*INSTRUCTIONS TO FOLLOW*: Rewrite the data below, replacing every occurrence of "spiny leg" with "bristled leg" and keeping everything else unchanged. Omit the pictures from your version.

--- BEGIN DATA PROVIDED ---

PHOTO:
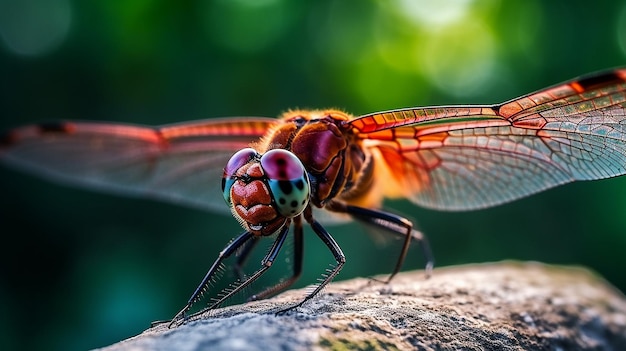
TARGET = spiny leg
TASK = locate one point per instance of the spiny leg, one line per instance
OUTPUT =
(243, 255)
(394, 224)
(297, 264)
(232, 247)
(266, 263)
(334, 249)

--- END DATA PROVIDED ---

*SOLVED PROBLEM*:
PHOTO:
TARGET = bristled leg
TASK = locate one point per instance of the bristled leg, one line per instance
OUTPUT =
(243, 255)
(394, 224)
(297, 264)
(232, 247)
(266, 263)
(334, 249)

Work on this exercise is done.